### TASK INSTRUCTIONS
Set down exactly the lines running from the line with "Guideline: for each instance of the girl's arm, imagine" to the end of the listing below, both ends included.

○ ○ ○

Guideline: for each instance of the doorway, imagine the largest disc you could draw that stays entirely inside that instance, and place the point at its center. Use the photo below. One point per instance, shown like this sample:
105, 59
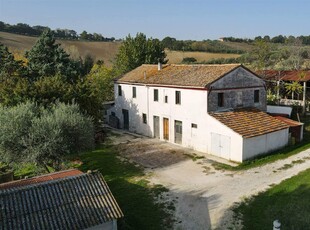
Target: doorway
126, 118
166, 128
156, 126
178, 132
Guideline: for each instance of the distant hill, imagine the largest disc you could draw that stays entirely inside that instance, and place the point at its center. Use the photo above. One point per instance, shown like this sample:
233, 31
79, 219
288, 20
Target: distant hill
105, 51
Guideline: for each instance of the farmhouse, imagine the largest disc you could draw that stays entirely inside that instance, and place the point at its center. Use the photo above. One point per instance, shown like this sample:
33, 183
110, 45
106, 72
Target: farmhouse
63, 200
215, 109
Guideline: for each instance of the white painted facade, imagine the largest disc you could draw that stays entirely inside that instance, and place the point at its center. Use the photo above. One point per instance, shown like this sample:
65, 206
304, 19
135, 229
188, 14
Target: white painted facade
200, 131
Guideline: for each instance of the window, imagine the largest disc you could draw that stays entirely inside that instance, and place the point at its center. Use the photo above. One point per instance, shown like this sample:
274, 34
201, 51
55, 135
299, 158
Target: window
134, 92
178, 97
220, 99
239, 99
155, 94
144, 118
119, 90
256, 96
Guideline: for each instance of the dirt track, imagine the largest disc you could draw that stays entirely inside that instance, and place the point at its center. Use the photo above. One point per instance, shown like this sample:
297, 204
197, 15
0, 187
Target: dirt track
204, 195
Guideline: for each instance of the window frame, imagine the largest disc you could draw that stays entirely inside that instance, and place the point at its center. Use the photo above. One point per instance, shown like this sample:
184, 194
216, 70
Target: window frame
256, 96
156, 93
120, 90
134, 92
220, 99
144, 118
178, 97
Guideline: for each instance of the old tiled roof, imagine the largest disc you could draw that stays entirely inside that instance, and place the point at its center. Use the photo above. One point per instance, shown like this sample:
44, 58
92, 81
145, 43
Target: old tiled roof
249, 122
39, 179
74, 202
178, 75
288, 121
285, 75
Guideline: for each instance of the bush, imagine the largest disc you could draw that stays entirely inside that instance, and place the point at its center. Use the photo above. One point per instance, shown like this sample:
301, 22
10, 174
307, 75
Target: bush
189, 60
31, 133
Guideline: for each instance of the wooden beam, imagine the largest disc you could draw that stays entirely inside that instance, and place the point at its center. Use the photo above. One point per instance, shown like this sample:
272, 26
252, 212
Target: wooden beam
304, 98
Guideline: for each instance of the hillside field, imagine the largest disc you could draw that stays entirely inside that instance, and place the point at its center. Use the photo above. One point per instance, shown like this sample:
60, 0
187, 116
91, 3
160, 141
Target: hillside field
177, 56
99, 50
105, 51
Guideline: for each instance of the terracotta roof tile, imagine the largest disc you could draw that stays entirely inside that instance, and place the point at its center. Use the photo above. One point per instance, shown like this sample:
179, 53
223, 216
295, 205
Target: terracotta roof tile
249, 122
288, 121
177, 75
75, 202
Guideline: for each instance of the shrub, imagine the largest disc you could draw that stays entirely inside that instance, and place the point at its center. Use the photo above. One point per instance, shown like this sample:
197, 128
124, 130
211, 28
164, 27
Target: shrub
43, 135
189, 60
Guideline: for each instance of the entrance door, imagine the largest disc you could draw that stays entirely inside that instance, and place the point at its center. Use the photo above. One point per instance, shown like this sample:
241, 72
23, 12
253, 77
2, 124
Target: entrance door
220, 145
156, 126
166, 128
178, 132
126, 118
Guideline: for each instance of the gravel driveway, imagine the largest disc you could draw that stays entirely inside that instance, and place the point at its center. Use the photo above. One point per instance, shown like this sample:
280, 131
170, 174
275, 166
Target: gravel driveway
203, 194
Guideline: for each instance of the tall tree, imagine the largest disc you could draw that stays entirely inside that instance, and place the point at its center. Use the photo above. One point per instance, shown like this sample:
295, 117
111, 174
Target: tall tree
46, 58
8, 65
137, 51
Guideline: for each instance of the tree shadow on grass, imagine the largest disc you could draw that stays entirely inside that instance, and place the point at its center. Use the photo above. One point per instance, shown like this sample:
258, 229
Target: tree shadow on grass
144, 206
287, 202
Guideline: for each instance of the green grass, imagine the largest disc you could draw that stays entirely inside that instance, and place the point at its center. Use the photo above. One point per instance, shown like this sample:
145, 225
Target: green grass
288, 202
132, 192
194, 156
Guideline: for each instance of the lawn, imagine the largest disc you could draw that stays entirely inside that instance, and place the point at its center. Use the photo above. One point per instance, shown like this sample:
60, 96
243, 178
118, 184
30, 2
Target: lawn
288, 202
132, 192
136, 197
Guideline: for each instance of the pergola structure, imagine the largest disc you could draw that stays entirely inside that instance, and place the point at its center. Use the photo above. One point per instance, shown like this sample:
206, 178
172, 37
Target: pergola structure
300, 76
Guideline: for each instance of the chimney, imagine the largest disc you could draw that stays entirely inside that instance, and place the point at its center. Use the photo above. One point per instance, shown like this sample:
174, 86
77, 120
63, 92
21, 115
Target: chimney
159, 66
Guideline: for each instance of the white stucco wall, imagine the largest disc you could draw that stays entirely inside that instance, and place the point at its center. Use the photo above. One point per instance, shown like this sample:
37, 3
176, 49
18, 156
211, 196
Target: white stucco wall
265, 143
193, 109
236, 146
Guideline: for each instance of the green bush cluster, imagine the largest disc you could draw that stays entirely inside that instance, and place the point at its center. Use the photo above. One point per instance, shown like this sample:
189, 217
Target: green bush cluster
32, 133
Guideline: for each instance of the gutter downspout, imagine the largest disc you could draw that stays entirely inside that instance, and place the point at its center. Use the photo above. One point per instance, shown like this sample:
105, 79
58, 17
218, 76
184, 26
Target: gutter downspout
304, 98
148, 105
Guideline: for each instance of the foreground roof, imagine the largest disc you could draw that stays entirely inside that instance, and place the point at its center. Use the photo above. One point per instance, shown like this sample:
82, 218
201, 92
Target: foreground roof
285, 75
249, 122
178, 75
73, 202
288, 121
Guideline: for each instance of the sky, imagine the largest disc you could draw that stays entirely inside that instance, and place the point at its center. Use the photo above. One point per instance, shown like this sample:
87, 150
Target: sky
181, 19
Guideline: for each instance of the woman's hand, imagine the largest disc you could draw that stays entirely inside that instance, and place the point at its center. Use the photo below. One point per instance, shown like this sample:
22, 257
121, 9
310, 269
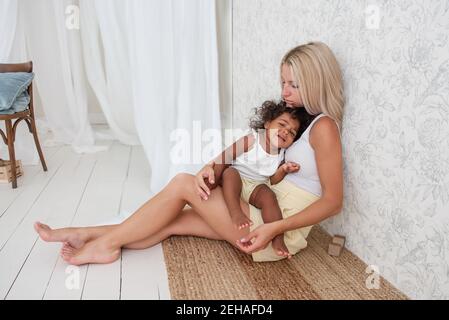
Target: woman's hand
259, 239
205, 181
291, 167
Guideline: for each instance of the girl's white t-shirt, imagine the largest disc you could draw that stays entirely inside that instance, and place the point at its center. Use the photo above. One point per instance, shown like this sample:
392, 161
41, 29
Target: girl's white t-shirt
257, 164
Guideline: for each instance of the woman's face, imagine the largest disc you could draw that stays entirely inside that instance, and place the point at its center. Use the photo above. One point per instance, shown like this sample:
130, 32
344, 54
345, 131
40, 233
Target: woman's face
290, 89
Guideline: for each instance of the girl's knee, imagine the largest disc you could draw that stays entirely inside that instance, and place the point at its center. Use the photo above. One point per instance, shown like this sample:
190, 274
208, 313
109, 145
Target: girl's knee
263, 194
181, 178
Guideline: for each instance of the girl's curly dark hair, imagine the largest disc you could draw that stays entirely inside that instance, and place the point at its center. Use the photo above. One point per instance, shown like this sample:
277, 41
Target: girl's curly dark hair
271, 110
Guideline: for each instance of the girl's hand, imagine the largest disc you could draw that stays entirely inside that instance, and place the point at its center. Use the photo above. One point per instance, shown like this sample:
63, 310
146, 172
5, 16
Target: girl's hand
291, 167
259, 239
205, 181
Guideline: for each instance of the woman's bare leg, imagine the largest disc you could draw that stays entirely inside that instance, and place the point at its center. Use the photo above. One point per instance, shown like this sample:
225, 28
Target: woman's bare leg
154, 216
75, 237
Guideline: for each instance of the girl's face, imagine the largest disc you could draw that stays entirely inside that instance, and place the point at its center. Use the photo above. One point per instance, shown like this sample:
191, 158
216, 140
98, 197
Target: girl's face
290, 89
282, 131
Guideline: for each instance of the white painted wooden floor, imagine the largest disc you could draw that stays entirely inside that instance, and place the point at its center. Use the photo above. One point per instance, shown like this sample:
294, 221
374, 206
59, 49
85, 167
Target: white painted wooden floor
77, 190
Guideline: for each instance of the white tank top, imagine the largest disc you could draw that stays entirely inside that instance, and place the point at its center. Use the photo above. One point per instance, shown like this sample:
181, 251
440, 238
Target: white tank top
301, 152
257, 164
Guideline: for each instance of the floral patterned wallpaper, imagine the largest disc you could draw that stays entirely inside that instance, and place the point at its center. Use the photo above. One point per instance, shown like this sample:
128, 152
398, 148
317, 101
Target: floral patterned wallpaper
395, 59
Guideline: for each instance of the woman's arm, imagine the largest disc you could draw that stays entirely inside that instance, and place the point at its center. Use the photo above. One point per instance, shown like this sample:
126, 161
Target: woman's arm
209, 176
325, 140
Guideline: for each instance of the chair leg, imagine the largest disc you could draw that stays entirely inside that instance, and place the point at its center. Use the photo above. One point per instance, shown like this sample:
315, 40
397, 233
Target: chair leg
36, 141
12, 155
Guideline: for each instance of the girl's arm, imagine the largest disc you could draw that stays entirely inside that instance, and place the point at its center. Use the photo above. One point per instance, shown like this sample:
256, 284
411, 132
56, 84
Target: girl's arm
325, 140
282, 171
209, 176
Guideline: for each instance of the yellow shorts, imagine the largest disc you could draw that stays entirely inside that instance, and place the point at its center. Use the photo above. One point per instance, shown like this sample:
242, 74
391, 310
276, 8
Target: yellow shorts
291, 200
248, 187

○ ○ ○

### ANSWER BELOW
Guideline: for each instance of the girl's arm, imagine the largest disc you could draw that stays entirely inside that instance, and place the point at its center. Use the photo above. One point per instance, shown like this sample:
256, 284
411, 132
56, 84
Target: girl's arm
325, 140
282, 171
209, 176
Guideline: for each instance of the yellow shorts, imagine the largest disc you could draw that stays entirely inside that instance, and place the point at its center. Use the photo above. One point per instance, shown like this sample:
242, 74
391, 310
276, 8
Target: yellow shorts
291, 200
248, 187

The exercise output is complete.